Free-text object descriptions:
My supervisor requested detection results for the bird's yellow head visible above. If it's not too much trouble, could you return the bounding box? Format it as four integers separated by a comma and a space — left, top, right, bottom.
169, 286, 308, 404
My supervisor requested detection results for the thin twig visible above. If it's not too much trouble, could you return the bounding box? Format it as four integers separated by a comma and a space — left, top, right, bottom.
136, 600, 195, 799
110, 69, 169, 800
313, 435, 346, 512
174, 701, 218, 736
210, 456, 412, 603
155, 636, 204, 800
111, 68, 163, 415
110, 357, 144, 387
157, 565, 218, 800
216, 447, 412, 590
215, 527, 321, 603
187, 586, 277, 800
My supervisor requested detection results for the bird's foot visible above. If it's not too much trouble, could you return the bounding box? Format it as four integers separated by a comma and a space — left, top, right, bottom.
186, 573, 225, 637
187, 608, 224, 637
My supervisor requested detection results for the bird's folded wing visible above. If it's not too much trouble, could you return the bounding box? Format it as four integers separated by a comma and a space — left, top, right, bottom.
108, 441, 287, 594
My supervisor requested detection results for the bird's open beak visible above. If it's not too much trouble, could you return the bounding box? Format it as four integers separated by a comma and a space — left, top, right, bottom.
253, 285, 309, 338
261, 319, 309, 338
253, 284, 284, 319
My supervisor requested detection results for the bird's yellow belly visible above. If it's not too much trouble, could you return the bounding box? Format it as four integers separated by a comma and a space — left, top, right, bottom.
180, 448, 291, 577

| Work instruction |
What you should do is return the records above exactly, leaving nothing out.

| Task response |
My supervisor requested detection results for the bird's yellow head visible above. If it's not too much trouble, could you return the bounding box? Format it as four integers separated by a comma and a space — left, top, right, bottom.
169, 286, 308, 404
My supervisor requested detection results for the thin twig visible above. If it's not too much trouble, could you return the bounding box? Format it as four integers separated by a comma and a space — left, top, right, bottom.
136, 600, 195, 799
110, 69, 169, 800
313, 435, 346, 512
174, 701, 218, 736
210, 456, 412, 603
155, 636, 204, 800
111, 68, 163, 415
110, 357, 144, 387
157, 565, 218, 800
216, 447, 412, 590
215, 527, 321, 603
187, 586, 277, 800
My supervisor requested detection results for the bird's foot visible above. If it's not too much trouble, could you return the bounding box? Format it as four integers separated by a comma and a space — left, top, right, bottom.
186, 573, 225, 637
187, 608, 224, 637
My supervisor requested detection results for the bird's folded wing visible above. If it's not too much trouble, could you return the bounding box? Format it as four integers separated by a comma and a space — left, top, right, bottom.
108, 441, 287, 594
My supervisor requested detection results for the bird's open beak visible above. If it's not too much trouble, could you return the bounding box? Format it as four integers separated by a comma and a space — left, top, right, bottom.
253, 285, 309, 338
261, 319, 309, 338
253, 284, 284, 319
My supervisor requested detection results for the bird's yellow belly visible above. If it's not too much trouble, could you return the bounding box? Format it as four integers separated by a comma and a space — left, top, right, bottom.
180, 448, 291, 577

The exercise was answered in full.